## EXERCISE OBJECTIVE
Rename every "component" to "module" in the data starting at the line containing "The component shall locate the person sitting" and ending at the line containing "(1139, 162)", and give those lines back with nothing else changed. Leave the pictures out of your answer.

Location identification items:
::::

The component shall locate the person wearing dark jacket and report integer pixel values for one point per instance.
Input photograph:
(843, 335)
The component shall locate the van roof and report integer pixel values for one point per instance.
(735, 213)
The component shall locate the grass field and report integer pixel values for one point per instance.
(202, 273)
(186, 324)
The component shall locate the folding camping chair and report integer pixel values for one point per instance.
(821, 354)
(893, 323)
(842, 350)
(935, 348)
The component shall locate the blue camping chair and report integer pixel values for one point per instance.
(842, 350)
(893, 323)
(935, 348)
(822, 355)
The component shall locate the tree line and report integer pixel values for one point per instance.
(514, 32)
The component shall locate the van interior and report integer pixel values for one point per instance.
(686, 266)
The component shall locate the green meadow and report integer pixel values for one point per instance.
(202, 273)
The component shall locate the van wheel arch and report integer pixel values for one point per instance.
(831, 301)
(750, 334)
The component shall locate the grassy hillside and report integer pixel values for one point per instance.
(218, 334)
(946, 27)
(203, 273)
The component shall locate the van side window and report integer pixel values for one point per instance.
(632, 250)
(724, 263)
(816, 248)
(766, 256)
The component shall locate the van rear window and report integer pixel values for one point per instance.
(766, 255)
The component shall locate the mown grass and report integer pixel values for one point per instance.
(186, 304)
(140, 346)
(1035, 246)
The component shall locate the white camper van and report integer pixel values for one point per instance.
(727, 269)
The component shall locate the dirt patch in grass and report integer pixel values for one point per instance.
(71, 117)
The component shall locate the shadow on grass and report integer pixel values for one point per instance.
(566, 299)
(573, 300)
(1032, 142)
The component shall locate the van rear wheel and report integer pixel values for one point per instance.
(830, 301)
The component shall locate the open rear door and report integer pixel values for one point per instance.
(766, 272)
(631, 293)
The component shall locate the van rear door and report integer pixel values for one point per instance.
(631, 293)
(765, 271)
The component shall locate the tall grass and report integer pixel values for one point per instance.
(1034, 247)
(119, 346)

::::

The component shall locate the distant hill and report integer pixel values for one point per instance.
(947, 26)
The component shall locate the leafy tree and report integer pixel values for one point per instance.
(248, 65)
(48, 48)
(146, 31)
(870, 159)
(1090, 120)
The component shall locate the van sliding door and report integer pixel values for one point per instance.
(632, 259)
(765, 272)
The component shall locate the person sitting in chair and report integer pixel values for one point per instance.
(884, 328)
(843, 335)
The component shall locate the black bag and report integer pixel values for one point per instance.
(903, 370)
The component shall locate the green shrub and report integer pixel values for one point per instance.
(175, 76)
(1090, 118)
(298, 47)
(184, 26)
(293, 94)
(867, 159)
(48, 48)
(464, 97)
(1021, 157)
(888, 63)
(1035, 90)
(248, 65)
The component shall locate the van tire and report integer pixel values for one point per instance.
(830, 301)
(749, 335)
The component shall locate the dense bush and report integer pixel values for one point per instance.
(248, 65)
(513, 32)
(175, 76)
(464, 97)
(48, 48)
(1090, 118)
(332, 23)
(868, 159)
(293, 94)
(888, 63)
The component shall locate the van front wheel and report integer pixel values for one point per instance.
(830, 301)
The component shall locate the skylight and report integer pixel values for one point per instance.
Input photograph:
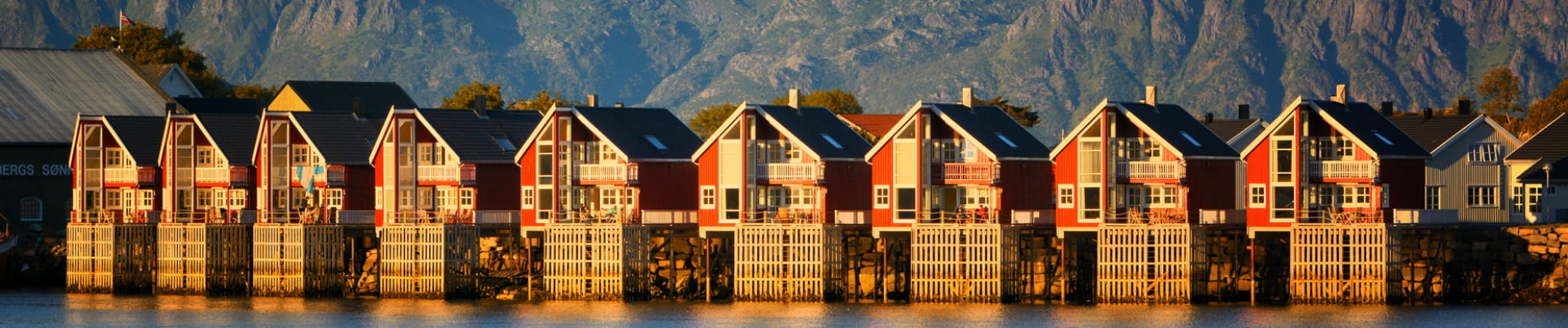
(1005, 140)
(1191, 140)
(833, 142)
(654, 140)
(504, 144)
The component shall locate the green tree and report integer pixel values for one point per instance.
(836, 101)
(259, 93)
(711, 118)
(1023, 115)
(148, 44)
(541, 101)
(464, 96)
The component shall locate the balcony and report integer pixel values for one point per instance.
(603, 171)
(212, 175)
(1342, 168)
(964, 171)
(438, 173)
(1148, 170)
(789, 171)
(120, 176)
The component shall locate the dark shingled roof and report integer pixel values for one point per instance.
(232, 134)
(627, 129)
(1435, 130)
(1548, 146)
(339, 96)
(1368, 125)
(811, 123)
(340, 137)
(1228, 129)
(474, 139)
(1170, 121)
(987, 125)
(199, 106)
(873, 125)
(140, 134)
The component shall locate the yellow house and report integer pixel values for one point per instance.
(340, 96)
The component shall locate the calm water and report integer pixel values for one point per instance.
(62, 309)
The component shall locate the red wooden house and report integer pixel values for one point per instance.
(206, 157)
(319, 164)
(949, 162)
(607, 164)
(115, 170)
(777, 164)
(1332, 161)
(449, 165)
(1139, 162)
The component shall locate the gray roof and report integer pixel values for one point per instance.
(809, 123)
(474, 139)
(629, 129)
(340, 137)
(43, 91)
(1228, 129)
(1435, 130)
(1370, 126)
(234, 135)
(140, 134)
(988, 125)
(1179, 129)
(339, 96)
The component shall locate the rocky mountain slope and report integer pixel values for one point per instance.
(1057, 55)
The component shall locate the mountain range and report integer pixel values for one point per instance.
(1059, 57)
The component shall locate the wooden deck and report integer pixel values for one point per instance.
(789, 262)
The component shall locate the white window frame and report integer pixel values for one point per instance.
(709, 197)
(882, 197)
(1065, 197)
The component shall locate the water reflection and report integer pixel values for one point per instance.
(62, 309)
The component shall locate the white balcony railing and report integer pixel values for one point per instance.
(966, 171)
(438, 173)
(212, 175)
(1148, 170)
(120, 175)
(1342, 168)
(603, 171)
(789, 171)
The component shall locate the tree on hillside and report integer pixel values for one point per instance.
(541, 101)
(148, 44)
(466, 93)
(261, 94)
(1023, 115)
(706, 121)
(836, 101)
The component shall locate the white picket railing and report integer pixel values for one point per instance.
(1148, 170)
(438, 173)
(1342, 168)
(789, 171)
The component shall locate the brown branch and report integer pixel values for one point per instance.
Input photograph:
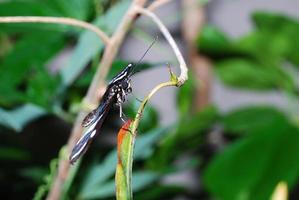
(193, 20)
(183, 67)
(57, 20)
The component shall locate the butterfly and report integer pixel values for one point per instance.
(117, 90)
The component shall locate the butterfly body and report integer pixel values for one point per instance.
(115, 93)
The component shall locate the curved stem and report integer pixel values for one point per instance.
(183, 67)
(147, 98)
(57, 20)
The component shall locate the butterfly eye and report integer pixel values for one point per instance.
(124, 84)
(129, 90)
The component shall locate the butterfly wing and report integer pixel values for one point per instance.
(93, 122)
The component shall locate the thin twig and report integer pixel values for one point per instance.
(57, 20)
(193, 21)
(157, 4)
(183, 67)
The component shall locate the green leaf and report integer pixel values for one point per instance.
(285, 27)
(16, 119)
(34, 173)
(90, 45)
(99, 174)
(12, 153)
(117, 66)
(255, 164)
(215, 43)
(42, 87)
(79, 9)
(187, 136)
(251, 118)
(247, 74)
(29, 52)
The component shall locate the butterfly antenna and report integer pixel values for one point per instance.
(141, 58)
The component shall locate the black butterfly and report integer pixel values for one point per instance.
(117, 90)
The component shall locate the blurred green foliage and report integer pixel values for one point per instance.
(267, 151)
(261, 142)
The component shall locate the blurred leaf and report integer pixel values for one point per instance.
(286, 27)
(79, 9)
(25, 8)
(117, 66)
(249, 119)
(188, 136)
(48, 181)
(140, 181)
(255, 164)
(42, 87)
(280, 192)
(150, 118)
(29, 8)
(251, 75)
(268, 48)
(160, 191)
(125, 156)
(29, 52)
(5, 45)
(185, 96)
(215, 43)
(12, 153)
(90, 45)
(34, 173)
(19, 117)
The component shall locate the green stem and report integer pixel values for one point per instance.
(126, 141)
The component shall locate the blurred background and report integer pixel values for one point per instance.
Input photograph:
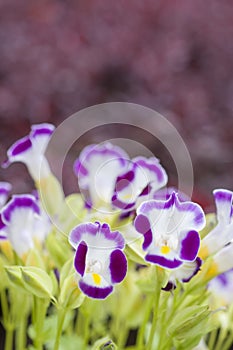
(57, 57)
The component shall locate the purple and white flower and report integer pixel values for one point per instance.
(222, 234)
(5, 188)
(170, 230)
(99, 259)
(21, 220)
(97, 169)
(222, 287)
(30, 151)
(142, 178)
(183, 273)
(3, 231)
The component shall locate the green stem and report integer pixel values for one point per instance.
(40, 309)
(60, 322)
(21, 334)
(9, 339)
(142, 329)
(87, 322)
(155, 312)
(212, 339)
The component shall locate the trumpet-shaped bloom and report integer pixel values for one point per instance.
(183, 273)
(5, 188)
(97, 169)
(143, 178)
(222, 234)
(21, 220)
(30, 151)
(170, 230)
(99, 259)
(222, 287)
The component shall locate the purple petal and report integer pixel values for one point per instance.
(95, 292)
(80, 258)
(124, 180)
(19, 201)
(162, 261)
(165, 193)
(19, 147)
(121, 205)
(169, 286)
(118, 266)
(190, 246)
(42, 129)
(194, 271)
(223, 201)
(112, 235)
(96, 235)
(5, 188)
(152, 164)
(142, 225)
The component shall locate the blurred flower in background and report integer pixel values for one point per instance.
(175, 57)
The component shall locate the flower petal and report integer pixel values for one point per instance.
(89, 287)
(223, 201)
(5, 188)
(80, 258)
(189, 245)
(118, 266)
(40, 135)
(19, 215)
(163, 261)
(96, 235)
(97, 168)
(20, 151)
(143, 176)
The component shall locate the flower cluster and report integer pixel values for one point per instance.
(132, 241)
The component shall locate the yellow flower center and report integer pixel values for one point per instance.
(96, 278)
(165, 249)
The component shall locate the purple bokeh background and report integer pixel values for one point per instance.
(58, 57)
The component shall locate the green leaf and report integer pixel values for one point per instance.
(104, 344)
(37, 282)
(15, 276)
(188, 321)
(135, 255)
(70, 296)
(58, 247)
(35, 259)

::::

## ANSWER FOR THIS EXERCISE
The module shall locate the person sitting in chair and report integer pixel values for one point per instance.
(884, 328)
(843, 335)
The module shall locate the black bag and report integer pixel values for one point per instance.
(903, 370)
The module shall locate the green shrub and report integer pixel values for one point per instance.
(175, 76)
(1090, 118)
(298, 47)
(184, 26)
(293, 94)
(867, 159)
(48, 48)
(464, 97)
(1021, 157)
(888, 63)
(1035, 90)
(248, 65)
The module shall locate the van tire and report integer pixel values for one point per instance.
(830, 301)
(749, 335)
The module shall locate the dense bush and report integer pixel values for one point per instance.
(248, 65)
(513, 32)
(175, 76)
(464, 97)
(48, 48)
(1090, 118)
(332, 23)
(868, 159)
(293, 94)
(888, 63)
The module shall locate the van front wheel and report integer pixel values for one point per instance.
(830, 301)
The module shall locate the skylight and report integer pixel values for one point per instance.
Input photograph:
(1005, 140)
(1191, 140)
(833, 142)
(654, 140)
(504, 144)
The module shall locate the green tree and report integer pixel values for one point per instance.
(836, 101)
(259, 93)
(711, 118)
(1023, 115)
(148, 44)
(541, 101)
(464, 96)
The module shall locate the balcony and report integer pixel values for one point per instance.
(603, 171)
(212, 175)
(1342, 168)
(964, 171)
(438, 173)
(1148, 170)
(789, 171)
(120, 176)
The module shall locate the dark shingled roof and report integer pixel values for one point per instance.
(232, 134)
(627, 129)
(1435, 130)
(1548, 146)
(339, 96)
(1368, 125)
(811, 123)
(340, 137)
(1228, 129)
(474, 139)
(1170, 121)
(987, 125)
(199, 106)
(873, 125)
(140, 134)
The module shall locate the yellow house and report integer pixel values for one point per instance.
(340, 96)
The module shall locate the calm water and report integer pixel values for one point per instance.
(62, 309)
The module shall locate the red wooden house and report integer pixel values for one point per instance.
(206, 157)
(319, 164)
(949, 162)
(607, 164)
(115, 170)
(777, 164)
(1332, 161)
(449, 165)
(1139, 162)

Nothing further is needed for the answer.